> Stated goal: Please identify each line in the records that contains the word "bowtie" and copy it out, paying attention to case.

> Record list:

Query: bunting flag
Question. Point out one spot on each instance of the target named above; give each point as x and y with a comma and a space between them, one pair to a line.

---

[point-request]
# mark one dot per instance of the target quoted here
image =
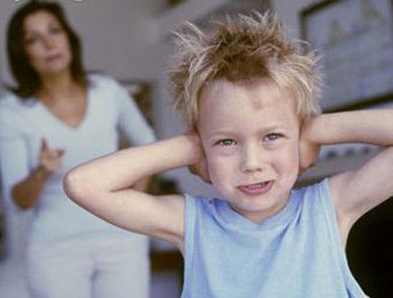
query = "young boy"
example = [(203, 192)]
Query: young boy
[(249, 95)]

...

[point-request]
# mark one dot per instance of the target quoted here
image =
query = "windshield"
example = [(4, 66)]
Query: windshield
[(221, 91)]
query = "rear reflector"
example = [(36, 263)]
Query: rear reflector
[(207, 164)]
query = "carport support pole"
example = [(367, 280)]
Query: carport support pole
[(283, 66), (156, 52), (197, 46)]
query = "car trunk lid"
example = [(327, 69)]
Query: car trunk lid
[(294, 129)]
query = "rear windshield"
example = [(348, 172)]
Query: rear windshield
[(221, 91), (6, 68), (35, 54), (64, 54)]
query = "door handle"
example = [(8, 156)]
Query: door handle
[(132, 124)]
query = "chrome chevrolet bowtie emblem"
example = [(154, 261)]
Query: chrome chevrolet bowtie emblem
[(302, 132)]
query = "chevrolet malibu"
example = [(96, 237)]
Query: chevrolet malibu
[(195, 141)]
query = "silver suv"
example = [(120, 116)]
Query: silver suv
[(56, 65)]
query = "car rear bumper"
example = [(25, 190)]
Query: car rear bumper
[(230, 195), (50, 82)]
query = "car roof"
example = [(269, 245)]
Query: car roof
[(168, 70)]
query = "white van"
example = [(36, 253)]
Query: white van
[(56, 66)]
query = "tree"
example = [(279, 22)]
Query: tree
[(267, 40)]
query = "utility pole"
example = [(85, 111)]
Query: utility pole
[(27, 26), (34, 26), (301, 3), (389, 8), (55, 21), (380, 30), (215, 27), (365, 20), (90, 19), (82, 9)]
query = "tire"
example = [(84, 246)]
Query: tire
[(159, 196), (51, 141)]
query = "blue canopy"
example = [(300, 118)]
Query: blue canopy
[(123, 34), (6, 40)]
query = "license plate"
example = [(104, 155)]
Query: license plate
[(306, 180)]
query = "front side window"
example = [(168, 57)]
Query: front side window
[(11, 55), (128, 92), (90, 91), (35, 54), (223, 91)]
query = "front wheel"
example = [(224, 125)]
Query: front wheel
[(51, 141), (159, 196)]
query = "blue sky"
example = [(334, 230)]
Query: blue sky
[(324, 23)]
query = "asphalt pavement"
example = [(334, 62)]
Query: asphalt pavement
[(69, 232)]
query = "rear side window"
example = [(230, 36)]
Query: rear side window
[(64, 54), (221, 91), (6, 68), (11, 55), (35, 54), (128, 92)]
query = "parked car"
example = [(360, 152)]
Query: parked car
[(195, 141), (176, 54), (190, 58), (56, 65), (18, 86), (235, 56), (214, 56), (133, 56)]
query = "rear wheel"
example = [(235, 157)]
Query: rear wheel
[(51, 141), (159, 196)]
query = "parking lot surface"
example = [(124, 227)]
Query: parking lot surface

> Answer in full:
query = "chrome chevrolet bowtie emblem"
Query: chrome chevrolet bowtie emblem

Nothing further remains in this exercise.